* TRY IT
Line by line, transcribe all of the entries exactly.

Point-per-instance localization data:
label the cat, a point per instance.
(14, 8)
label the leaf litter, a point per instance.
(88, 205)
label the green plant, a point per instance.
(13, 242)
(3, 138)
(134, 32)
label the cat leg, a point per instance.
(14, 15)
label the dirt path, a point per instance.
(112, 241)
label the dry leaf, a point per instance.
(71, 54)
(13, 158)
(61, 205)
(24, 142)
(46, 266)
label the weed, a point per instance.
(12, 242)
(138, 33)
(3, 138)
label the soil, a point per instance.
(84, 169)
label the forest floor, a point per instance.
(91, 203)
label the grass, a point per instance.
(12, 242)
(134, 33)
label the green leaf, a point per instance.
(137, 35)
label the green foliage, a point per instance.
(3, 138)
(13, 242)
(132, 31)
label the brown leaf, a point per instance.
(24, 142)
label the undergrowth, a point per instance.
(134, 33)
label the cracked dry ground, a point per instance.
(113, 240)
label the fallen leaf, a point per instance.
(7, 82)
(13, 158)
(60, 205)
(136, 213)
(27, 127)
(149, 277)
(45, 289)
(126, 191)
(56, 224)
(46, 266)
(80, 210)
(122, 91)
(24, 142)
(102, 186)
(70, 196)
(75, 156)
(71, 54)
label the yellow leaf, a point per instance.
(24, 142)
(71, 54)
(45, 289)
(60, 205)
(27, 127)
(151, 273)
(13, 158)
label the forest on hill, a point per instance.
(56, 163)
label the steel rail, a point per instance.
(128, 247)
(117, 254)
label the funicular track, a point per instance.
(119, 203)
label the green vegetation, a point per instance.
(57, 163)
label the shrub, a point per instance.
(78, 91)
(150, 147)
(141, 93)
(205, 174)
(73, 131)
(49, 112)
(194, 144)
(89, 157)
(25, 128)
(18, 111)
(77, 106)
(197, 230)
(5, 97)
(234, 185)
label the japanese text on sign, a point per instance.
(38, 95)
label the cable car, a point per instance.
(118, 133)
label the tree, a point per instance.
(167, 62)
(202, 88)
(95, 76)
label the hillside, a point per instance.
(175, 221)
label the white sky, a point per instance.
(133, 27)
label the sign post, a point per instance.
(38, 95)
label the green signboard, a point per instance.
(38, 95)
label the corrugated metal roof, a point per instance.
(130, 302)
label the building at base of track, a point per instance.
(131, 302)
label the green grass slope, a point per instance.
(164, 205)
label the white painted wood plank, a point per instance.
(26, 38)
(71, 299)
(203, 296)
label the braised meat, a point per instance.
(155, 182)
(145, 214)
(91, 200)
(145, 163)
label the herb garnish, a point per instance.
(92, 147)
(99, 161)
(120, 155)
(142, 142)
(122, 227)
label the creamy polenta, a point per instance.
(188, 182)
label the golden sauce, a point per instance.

* SOLUTION TO THE PROBLEM
label the cat, a point per instance.
(14, 8)
label the leaf litter, a point per instance.
(88, 205)
label the green plant, a point per instance.
(13, 242)
(3, 138)
(134, 32)
label the cat leg, a point per instance.
(14, 15)
label the dirt path, a point per instance.
(112, 241)
label the dry leaf, a point per instance.
(71, 54)
(13, 158)
(61, 205)
(24, 142)
(46, 266)
label the weed, a point per instance.
(12, 242)
(138, 33)
(3, 138)
label the soil, a point per instance.
(84, 169)
label the forest floor, a point per instance.
(91, 203)
label the grass, a point per instance.
(12, 242)
(134, 33)
label the green leaf, a point per instance.
(137, 35)
label the green foliage, a point per instance.
(3, 138)
(13, 242)
(132, 31)
label the brown leaf, a point per instance.
(24, 142)
label the undergrowth, a point per instance.
(134, 33)
label the cracked dry ground, a point per instance.
(113, 240)
label the fallen leaf, a point per instance.
(7, 82)
(13, 158)
(60, 205)
(136, 213)
(27, 127)
(149, 277)
(45, 289)
(126, 191)
(56, 224)
(46, 266)
(80, 210)
(122, 91)
(24, 142)
(102, 186)
(70, 196)
(75, 156)
(71, 54)
label the yellow leaf, a point per instance.
(24, 142)
(71, 54)
(45, 289)
(60, 205)
(27, 127)
(151, 273)
(13, 158)
label the forest on hill, a point per instance.
(56, 163)
label the steel rail, a point per instance.
(128, 247)
(117, 254)
label the funicular track, a point per instance.
(119, 203)
label the green vegetation, a point per instance.
(57, 163)
label the shrub, a point per instance.
(78, 91)
(150, 147)
(141, 93)
(205, 174)
(73, 131)
(49, 112)
(194, 144)
(89, 157)
(25, 128)
(18, 111)
(77, 106)
(197, 230)
(5, 97)
(234, 185)
label the japanese text on sign, a point per instance.
(38, 95)
label the cable car, a point per instance.
(118, 133)
label the tree, a point per instance.
(167, 62)
(202, 88)
(95, 76)
label the hillside, a point per instance.
(175, 221)
label the white sky, a point per instance.
(133, 27)
label the sign post, a point per instance.
(38, 95)
label the green signboard, a point per instance.
(38, 95)
label the corrugated metal roof, a point per instance.
(130, 302)
label the building at base of track, a point per instance.
(131, 302)
label the green grass slope, a point per instance.
(164, 205)
label the white painted wood plank, a point per instance.
(26, 38)
(71, 299)
(203, 296)
label the braised meat, a point per instance.
(155, 182)
(145, 214)
(91, 200)
(145, 163)
label the herb garnish, a point per instance.
(92, 147)
(99, 161)
(120, 155)
(142, 142)
(122, 227)
label the creamy polenta, a point per instance.
(188, 182)
label the golden sauce, a point per instance.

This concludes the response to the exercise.